**PROBLEM**
The lines from the start of the records below through the line containing "# mark the region of every instance of the leafy" are to be copied exactly, both ends included, with nothing added.

[Collected data entries]
----

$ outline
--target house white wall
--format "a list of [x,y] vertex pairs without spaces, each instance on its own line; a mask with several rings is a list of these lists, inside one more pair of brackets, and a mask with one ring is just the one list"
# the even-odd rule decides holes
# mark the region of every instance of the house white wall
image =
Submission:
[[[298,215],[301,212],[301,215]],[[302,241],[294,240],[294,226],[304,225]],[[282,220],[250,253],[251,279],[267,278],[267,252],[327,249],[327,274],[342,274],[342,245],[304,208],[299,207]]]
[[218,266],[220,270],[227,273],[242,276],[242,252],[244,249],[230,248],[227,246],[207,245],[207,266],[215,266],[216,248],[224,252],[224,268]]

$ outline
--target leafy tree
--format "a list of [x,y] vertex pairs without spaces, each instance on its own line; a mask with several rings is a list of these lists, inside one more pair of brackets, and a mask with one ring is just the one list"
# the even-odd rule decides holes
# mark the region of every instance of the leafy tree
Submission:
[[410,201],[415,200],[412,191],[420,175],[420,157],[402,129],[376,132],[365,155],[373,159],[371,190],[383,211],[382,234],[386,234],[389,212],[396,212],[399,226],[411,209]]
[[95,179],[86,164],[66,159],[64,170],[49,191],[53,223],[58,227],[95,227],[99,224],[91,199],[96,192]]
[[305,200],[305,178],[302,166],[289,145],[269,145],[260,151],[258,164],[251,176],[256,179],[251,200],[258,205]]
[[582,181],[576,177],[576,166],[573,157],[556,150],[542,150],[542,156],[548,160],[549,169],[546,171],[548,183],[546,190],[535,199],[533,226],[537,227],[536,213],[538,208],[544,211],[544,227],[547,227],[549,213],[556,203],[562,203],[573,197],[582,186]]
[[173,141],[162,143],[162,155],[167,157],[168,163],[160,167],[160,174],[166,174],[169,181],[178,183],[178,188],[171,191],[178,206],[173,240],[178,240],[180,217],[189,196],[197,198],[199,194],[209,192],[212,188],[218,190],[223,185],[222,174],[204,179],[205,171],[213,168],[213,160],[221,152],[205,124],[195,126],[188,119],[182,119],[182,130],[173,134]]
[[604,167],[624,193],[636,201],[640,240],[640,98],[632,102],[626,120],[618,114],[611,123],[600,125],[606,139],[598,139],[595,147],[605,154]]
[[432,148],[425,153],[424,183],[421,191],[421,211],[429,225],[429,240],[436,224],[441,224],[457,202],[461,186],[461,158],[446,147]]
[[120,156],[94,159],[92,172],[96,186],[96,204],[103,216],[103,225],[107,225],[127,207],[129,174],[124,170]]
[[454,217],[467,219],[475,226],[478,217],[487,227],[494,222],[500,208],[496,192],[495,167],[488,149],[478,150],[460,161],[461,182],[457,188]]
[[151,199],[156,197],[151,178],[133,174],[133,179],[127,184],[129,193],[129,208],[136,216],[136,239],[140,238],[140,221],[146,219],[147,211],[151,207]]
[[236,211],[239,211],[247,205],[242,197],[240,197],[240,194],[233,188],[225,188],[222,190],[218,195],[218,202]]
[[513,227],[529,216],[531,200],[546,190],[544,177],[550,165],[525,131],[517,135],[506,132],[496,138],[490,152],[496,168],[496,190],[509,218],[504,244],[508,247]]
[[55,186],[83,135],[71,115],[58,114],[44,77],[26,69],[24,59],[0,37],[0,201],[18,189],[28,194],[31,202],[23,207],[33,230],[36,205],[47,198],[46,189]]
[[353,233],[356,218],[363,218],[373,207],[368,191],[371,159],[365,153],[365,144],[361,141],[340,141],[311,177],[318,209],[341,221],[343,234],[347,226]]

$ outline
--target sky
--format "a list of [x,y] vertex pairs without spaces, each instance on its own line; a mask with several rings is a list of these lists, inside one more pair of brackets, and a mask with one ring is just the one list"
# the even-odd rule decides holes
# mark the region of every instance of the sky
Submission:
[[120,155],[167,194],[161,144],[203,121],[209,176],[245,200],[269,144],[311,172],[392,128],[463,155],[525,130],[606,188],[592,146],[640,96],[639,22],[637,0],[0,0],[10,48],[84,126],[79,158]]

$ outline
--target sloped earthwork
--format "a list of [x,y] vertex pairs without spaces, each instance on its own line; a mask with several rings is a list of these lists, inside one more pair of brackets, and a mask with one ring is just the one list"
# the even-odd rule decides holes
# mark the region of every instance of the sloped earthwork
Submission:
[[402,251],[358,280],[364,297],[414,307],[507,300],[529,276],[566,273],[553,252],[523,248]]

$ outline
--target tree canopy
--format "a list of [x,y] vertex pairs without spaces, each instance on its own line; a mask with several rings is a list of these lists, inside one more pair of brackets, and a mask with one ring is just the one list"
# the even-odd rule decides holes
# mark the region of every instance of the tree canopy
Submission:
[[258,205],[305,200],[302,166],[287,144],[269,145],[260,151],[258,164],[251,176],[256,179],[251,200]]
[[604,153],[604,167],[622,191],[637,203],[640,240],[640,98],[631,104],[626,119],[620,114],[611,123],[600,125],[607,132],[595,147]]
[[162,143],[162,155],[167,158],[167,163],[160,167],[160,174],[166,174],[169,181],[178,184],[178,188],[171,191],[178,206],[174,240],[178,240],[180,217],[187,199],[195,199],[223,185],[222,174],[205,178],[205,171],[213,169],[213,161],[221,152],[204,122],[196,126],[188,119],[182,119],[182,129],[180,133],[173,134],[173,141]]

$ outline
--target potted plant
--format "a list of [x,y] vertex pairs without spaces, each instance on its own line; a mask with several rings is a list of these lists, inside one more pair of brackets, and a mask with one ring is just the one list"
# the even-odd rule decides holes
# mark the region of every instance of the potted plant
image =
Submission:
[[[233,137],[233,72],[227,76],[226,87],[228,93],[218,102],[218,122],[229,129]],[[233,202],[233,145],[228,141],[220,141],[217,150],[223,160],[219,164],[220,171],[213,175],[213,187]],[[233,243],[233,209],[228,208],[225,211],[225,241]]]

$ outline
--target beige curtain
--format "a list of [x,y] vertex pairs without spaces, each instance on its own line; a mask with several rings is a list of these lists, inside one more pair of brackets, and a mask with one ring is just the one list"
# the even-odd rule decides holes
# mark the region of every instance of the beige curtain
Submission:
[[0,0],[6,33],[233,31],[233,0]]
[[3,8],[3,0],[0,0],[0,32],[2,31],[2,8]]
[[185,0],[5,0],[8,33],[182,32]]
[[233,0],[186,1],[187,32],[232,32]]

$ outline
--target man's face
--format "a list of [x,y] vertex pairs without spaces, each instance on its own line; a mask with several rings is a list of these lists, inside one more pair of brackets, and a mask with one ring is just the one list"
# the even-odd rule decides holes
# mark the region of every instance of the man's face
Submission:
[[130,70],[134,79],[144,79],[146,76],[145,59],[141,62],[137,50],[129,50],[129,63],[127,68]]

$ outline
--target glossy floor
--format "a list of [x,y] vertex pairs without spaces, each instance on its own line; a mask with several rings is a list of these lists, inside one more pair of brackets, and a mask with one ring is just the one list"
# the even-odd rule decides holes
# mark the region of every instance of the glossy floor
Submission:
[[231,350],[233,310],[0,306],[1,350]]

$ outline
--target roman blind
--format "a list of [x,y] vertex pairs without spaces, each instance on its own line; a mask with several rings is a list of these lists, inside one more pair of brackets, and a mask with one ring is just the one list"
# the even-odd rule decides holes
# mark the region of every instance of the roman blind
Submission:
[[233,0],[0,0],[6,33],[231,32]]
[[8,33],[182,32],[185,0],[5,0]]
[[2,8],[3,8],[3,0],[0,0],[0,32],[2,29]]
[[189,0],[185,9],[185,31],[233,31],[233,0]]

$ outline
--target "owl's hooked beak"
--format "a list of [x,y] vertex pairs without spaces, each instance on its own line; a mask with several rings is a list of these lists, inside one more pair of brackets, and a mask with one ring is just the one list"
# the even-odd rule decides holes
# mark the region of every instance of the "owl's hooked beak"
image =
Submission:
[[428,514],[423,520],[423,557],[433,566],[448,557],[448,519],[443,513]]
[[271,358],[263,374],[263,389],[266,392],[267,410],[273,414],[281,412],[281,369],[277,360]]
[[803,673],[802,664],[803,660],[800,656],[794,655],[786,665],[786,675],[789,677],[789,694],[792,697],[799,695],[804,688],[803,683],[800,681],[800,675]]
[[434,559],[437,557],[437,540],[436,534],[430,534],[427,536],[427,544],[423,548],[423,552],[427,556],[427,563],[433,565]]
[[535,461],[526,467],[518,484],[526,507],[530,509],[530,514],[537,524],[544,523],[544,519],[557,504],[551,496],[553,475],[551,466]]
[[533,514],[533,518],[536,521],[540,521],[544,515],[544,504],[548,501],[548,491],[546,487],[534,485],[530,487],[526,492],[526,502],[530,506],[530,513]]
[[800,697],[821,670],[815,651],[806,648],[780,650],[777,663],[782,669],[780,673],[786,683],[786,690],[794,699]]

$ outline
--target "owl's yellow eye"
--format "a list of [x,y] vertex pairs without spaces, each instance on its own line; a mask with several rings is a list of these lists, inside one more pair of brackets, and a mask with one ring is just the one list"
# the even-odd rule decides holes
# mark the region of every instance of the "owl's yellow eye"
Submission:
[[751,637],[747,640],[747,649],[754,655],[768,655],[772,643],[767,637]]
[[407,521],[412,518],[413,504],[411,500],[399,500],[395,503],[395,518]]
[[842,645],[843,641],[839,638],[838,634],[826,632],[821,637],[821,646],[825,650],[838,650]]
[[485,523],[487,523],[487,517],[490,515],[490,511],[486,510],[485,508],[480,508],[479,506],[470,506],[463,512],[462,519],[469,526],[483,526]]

----

**TASK RESULT**
$ outline
--target house white wall
--format "a list of [x,y] vertex pairs without spaces, each instance on its own line; a mask with several rings is a list of these lists, inside one more pair of brackets, and a mask with one ring is just the one list"
# the even-odd rule decides holes
# mark the region of every instance of the house white wall
image =
Submission:
[[[298,215],[301,212],[301,215]],[[302,241],[294,240],[294,226],[304,225]],[[282,220],[250,253],[251,279],[267,278],[267,252],[327,249],[327,274],[342,274],[342,245],[304,208],[299,207]]]
[[218,266],[220,270],[227,273],[242,276],[242,252],[244,249],[230,248],[227,246],[207,245],[207,266],[215,266],[216,248],[224,252],[224,268]]

$ outline
--target leafy tree
--format "a list of [x,y] vertex pairs without spaces, each instance on its own line; a mask with several rings is a list of these lists, inside one more pair of brackets, and a mask with one ring is just the one list"
# the even-odd rule decides holes
# mark the region of every instance of the leafy tree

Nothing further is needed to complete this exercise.